==== Extracted text
Thia Forestry Rangers at Work

The task of reclaiming land stripped of trees for lumber is daunting - and dangerous

WHEN the officers of the Thai Royal Forestry Department enter the wildlife sanctuary at Amphur Saba Yoi in Songkhla Province, Thailand, they shouldn't have to carry guns.

They are already carrying the more conventional tools of their trade: survey equipment, water- and air-testing kits, camping gear, and food.

But since the murder of a forestry official in nearby Ranong province in April this year, the scientists and rangers have added firearms to the burdens they must lug over the rough mountainous terrain they are responsible for.

The Songkhla Forestry Department office is currently involved in a project to reclaim land that was once a 3,000-year-old virgin forest but today is desolate wasteland. Over the last two decades, the area has been reaped for valuable teak wood by logging consortiums. Now, the department is hiring some of the same local people who used to chop down the trees to plant the decimated forest with selected hardwoods.

Only about 20 percent of Thailand's original forest remains. The government has banned logging in its virgin rain forests since 1988, but the ban is difficult to enforce. Illegal logging and plantations continue to exist.

I recently accompanied the Forest Department rangers on an expedition to see how the Songkhla Province replanting project had progressed. Just two months into the venture, which is not scheduled to produce commercial results for another 70 years, I found a situation in which a handful of brave and idealistic people are locked in battle with illegal loggers.
========
==== Supplied records
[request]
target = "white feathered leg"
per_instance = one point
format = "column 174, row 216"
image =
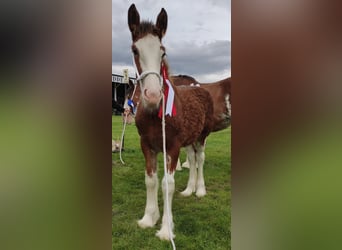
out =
========
> Exercise task A
Reproduce the article on Thai forestry rangers from "They are already" down to "with selected hardwoods.".
> Exercise task B
According to the article on Thai forestry rangers, why have the scientists and rangers added firearms to the gear they carry? Answer in one to three sentences.

> Expected answer A
They are already carrying the more conventional tools of their trade: survey equipment, water- and air-testing kits, camping gear, and food.

But since the murder of a forestry official in nearby Ranong province in April this year, the scientists and rangers have added firearms to the burdens they must lug over the rough mountainous terrain they are responsible for.

The Songkhla Forestry Department office is currently involved in a project to reclaim land that was once a 3,000-year-old virgin forest but today is desolate wasteland. Over the last two decades, the area has been reaped for valuable teak wood by logging consortiums. Now, the department is hiring some of the same local people who used to chop down the trees to plant the decimated forest with selected hardwoods.

> Expected answer B
They began carrying firearms after a forestry official was murdered in nearby Ranong province in April this year. The guns are an extra burden on top of their survey equipment, water- and air-testing kits, camping gear, and food.